• **Saved data entries**
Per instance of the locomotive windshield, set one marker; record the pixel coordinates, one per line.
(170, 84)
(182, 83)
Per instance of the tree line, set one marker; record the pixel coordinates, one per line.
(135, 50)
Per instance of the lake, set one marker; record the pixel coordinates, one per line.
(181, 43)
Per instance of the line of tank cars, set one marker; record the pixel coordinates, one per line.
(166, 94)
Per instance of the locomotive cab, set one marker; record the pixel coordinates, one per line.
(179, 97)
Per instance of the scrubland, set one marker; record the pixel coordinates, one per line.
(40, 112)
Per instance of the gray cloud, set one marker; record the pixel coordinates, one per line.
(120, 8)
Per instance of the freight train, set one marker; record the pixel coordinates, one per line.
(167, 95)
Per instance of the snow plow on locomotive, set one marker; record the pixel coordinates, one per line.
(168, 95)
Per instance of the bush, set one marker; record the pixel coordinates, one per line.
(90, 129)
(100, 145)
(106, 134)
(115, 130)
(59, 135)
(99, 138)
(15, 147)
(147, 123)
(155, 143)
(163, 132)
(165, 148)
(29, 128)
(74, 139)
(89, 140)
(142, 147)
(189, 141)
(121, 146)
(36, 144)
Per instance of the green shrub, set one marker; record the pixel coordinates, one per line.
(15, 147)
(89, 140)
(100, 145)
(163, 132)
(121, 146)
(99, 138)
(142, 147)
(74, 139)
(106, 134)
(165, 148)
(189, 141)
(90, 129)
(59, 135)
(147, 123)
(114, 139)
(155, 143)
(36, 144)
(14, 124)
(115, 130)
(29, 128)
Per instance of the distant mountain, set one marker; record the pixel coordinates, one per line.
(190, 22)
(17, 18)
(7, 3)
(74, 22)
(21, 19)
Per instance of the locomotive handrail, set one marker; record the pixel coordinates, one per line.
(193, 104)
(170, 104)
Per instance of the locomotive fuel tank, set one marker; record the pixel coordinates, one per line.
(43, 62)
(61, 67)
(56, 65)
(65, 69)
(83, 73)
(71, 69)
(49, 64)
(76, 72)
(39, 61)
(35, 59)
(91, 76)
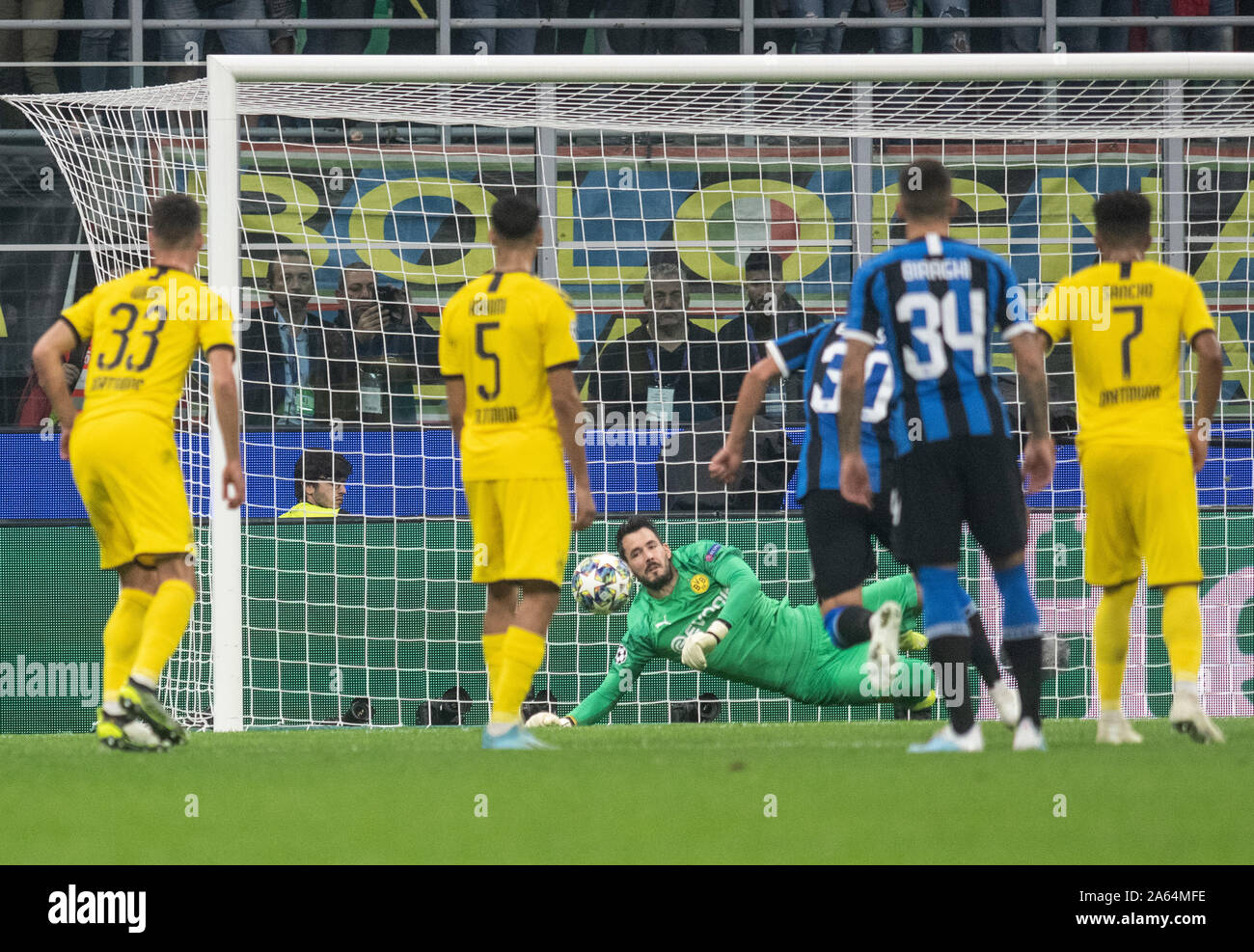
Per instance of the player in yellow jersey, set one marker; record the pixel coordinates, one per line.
(1127, 317)
(506, 354)
(145, 328)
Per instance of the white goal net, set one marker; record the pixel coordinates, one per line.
(711, 204)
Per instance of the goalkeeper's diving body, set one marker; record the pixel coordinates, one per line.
(703, 606)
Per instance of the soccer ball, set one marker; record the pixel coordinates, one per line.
(601, 584)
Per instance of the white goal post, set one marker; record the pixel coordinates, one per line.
(1086, 120)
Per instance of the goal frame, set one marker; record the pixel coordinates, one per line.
(222, 166)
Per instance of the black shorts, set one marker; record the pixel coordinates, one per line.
(941, 484)
(840, 533)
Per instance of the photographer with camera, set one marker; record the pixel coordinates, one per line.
(377, 338)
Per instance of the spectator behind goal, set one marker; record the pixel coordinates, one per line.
(668, 370)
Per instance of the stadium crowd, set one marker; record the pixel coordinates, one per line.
(50, 54)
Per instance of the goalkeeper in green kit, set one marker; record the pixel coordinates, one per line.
(703, 606)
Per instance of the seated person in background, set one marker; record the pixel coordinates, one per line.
(320, 476)
(379, 346)
(772, 313)
(285, 363)
(772, 310)
(668, 368)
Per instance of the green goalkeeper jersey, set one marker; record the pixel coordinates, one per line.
(770, 643)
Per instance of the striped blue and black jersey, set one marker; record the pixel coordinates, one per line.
(937, 301)
(820, 351)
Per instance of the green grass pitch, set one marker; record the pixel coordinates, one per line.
(840, 793)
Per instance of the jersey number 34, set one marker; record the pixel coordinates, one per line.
(940, 328)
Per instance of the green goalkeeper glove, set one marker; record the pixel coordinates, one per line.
(547, 719)
(697, 646)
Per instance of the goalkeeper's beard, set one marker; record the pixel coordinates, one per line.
(655, 585)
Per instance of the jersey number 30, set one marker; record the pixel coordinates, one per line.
(826, 395)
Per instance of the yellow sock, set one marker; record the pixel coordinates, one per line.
(163, 627)
(493, 646)
(522, 655)
(1182, 630)
(1110, 642)
(122, 634)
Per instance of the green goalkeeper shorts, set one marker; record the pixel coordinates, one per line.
(844, 676)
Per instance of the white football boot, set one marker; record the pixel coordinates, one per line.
(947, 740)
(1112, 727)
(886, 630)
(1007, 701)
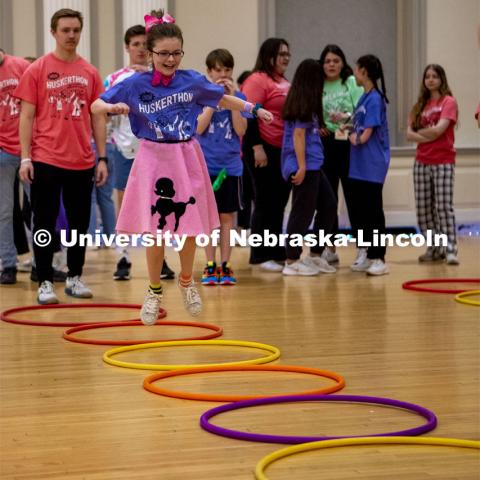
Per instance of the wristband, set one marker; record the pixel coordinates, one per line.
(255, 109)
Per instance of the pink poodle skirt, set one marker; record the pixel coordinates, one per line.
(168, 189)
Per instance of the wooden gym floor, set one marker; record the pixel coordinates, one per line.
(67, 415)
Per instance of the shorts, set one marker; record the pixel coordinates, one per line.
(121, 170)
(229, 195)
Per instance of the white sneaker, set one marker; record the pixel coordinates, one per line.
(361, 263)
(46, 294)
(300, 267)
(377, 267)
(330, 256)
(452, 259)
(150, 308)
(191, 299)
(271, 266)
(320, 263)
(76, 288)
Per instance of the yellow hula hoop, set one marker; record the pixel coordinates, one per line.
(460, 298)
(345, 442)
(274, 353)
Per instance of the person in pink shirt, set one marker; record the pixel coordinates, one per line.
(268, 86)
(431, 126)
(11, 70)
(57, 156)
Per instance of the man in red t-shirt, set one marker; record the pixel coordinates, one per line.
(11, 70)
(57, 156)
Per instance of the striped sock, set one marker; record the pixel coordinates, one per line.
(156, 288)
(185, 281)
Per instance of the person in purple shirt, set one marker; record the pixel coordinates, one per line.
(369, 161)
(219, 133)
(302, 157)
(168, 191)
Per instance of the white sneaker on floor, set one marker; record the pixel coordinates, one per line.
(46, 294)
(76, 288)
(359, 265)
(320, 263)
(330, 256)
(452, 259)
(301, 268)
(377, 267)
(150, 308)
(271, 266)
(191, 299)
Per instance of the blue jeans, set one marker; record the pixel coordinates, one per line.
(8, 170)
(103, 197)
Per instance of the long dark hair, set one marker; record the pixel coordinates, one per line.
(336, 50)
(268, 54)
(424, 95)
(304, 99)
(163, 30)
(374, 69)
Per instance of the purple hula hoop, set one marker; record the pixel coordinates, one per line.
(258, 437)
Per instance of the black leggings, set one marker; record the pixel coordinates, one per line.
(75, 187)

• **Task objective**
Transcribe the full listing above exactly as it stands, minus the pictures.

• **Result**
Per instance of the locomotive windshield, set one marker; record the pixel coordinates, one per line.
(170, 84)
(182, 83)
Per instance of the tree line, set one marker; record the pixel coordinates, one per line.
(135, 50)
Per instance of the lake, set one marker; record the pixel coordinates, one per line.
(181, 43)
Per instance of the line of tank cars, set one marker; record the pixel coordinates, one per line.
(166, 94)
Per instance of the locomotive cab, set one marker; record the pixel coordinates, one per line.
(179, 97)
Per instance of the scrubland, set one marker; record the pixel coordinates, one per line.
(40, 112)
Per instance of the gray cloud, set one marker; record the pixel coordinates, one per line.
(120, 8)
Per instance of the freight train, set one marker; record the pixel coordinates, one per line.
(167, 95)
Per instance of the snow plow on locomotive, set one marker; record the pixel coordinates, one per line.
(168, 95)
Per instance of the bush, set one marker; record the pixel coordinates, one per line.
(90, 129)
(100, 145)
(106, 134)
(115, 130)
(59, 135)
(99, 138)
(15, 147)
(147, 123)
(155, 143)
(163, 132)
(165, 148)
(29, 128)
(74, 139)
(89, 140)
(142, 147)
(189, 141)
(121, 146)
(36, 144)
Per instance of the green shrub, set one marker; record the pixel coordinates, one per line.
(15, 147)
(89, 140)
(100, 145)
(163, 132)
(121, 146)
(99, 138)
(142, 147)
(74, 139)
(106, 134)
(165, 148)
(189, 141)
(90, 129)
(59, 135)
(147, 123)
(114, 139)
(155, 143)
(36, 144)
(14, 124)
(115, 130)
(29, 128)
Per instance of the distant mountain, set one marker; record the pixel coordinates, one per line.
(190, 22)
(17, 18)
(7, 3)
(74, 22)
(21, 19)
Per instance of the locomotive handrail, set one marker; record the pixel coordinates, one per line.
(193, 104)
(170, 104)
Per instance of the locomotive fuel tank, set one marker; record the pixel coordinates, one per line.
(43, 62)
(61, 67)
(56, 65)
(65, 69)
(83, 73)
(71, 69)
(49, 64)
(76, 72)
(39, 61)
(35, 59)
(91, 76)
Per instance of the player in yellow jersey, set one marker; record the pixel coordinates, one per line.
(1127, 317)
(506, 354)
(145, 328)
Per instance of the white goal net, set one marker; record the pixel coordinates, one per line.
(711, 204)
Per instance of the goalkeeper's diving body, set one marker; record the pixel coordinates, one per line.
(703, 606)
Per instance of the soccer ball, set one marker; record the pixel coordinates, one per line.
(601, 584)
Per instance of the white goal post, set one marker; record the pixel coordinates, one per line.
(1086, 120)
Per instance of the goal frame, set one marker; record the pixel coordinates, one per line.
(222, 166)
Per instance of the black shorts, set one marker; record the pixel coordinates, one per line.
(941, 484)
(840, 533)
Per instance of the photographer with camera, set one marker; record the pixel coordinates, one per line.
(377, 338)
Per instance of the spectator behind goal, set one marker; record the pixel coordinates, one per line.
(668, 370)
Per instance of the stadium crowd, set one marker; record the pixel coordinates, one per line.
(50, 54)
Per instance of the goalkeeper in green kit, set one marker; record the pixel coordinates, one per line.
(703, 606)
Per instance of the seated person in background, set one marker; record the pixel coordinates, one per line.
(320, 476)
(379, 346)
(772, 313)
(285, 363)
(772, 310)
(668, 368)
Per instance of the green goalkeeper jersey, set one marker; record the pixel coordinates, one per line.
(770, 643)
Per instance of the striped blue and black jersey, set one marker; record the pixel coordinates, one per line.
(937, 301)
(820, 351)
Per instance of the green grass pitch, set one marker; record the pixel coordinates, one per line.
(840, 793)
Per instance of the jersey number 34, set one marker; record the pixel coordinates, one per line.
(940, 328)
Per instance of the green goalkeeper glove, set one marker; record the pixel coordinates, one per line.
(547, 719)
(697, 646)
Per instance of the goalkeeper's beard, set one marker; record the pixel coordinates, one per line.
(655, 585)
Per instance of the jersey number 30, set one marker; record the pixel coordinates, one per line.
(826, 395)
Per instance of the yellow sock, set one marker; record the pixel coordinates, one per line.
(163, 627)
(493, 646)
(522, 655)
(1182, 630)
(1110, 642)
(122, 634)
Per instance of the green goalkeeper shorts, set one marker; record the pixel coordinates, one per line.
(844, 676)
Per instance of the white football boot, set one marker; record the pixel coordinates, one per line.
(947, 740)
(1112, 727)
(886, 630)
(1007, 701)
Per instance of the wristband, set one marker; record the pixel coordinates, one per line.
(255, 109)
Per instance of the pink poodle skirt, set one marker; record the pixel coordinates, one per line.
(168, 189)
Per instance of the wooden gym floor, set one marker; record the pixel coordinates, one per line.
(67, 415)
Per instance of the shorts, set one marker; record the pixel coordinates, one per line.
(121, 170)
(229, 195)
Per instance of the white sneaker, set one marker; record the pixel coordinates, one per line.
(361, 263)
(46, 294)
(300, 267)
(377, 267)
(330, 256)
(452, 259)
(150, 308)
(191, 299)
(271, 266)
(320, 263)
(76, 288)
Per instance of the yellow hula hoop, set one marker; record the pixel coordinates, one per line.
(460, 298)
(345, 442)
(274, 353)
Per instance of the person in pink shirt, set one marker; record the pixel coordinates, one per line.
(268, 86)
(431, 126)
(11, 70)
(57, 156)
Per instance of the man in red t-shirt, set one marker; record the pixel coordinates, one per line.
(11, 70)
(57, 156)
Per instance of the striped sock, set one marker; record the pixel coordinates, one per line.
(156, 288)
(185, 281)
Per instance of the person in purple shirt, set one marker; record the pixel coordinates, one per line.
(369, 161)
(219, 133)
(302, 157)
(168, 191)
Per instance of the white sneaker on floor, set one marker; record the pixel coordinates, one per line.
(46, 294)
(76, 288)
(359, 265)
(320, 263)
(330, 256)
(452, 259)
(301, 268)
(377, 267)
(150, 308)
(271, 266)
(191, 299)
Per instance of the blue jeans, set one marker; record the pixel coordinates, one per line.
(8, 170)
(103, 197)
Per instance of the long dark hair, set one marker; record the pixel coordinates, one per line.
(336, 50)
(268, 54)
(424, 95)
(304, 99)
(163, 30)
(374, 69)
Per instance of the purple hula hoop, set one marker; record the pixel coordinates, one per line.
(258, 437)
Per instance of the black leggings, set one marker; record the pixel coordinates, one per line.
(75, 187)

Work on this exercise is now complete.